[Collected data entries]
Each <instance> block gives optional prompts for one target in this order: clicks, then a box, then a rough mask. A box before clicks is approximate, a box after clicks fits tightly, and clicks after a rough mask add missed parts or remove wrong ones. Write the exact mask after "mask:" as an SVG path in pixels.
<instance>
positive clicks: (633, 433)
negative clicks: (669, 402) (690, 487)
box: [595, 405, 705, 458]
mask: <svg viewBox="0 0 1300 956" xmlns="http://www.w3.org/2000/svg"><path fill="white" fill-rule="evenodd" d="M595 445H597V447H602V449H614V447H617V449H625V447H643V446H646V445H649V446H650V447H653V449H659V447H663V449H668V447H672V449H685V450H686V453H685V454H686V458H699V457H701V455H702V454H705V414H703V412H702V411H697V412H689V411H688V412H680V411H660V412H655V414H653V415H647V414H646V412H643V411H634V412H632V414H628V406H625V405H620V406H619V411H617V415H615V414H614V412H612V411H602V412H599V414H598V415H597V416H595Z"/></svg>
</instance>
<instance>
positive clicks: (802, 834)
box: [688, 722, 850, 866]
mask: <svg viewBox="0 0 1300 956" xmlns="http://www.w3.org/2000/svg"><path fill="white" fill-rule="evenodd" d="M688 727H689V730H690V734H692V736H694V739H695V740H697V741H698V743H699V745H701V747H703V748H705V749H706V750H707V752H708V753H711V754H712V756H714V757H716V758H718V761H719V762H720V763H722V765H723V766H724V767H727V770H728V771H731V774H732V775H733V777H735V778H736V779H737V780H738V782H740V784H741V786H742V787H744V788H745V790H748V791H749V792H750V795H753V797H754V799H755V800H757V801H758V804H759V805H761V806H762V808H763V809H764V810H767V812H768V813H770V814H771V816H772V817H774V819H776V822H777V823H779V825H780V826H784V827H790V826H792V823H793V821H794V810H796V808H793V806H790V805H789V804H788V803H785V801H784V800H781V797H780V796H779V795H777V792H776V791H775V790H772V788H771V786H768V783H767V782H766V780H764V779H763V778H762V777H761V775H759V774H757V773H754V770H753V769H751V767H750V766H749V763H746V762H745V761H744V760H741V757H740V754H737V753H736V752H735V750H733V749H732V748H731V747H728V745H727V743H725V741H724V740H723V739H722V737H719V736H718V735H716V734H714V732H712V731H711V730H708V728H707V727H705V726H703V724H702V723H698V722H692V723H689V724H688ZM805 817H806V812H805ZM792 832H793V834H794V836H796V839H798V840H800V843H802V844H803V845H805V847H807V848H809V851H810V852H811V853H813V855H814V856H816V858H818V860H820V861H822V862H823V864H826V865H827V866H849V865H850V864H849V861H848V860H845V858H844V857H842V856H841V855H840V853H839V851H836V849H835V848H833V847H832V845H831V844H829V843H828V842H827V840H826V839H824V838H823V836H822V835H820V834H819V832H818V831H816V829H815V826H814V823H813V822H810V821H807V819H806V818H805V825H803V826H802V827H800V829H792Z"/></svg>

Work instruction. Each line in the data that holds the string "instance" should be found and copied.

Response.
Each <instance> block gives optional prompts for one target in this order: clicks, then a box, then a rough mask. A box before clicks is approximate, a box after clicks fits tightly, and clicks after a rough mask add missed parts or remove wrong ones. Write the exact mask after "mask:" as an SVG path in pixels.
<instance>
</instance>
<instance>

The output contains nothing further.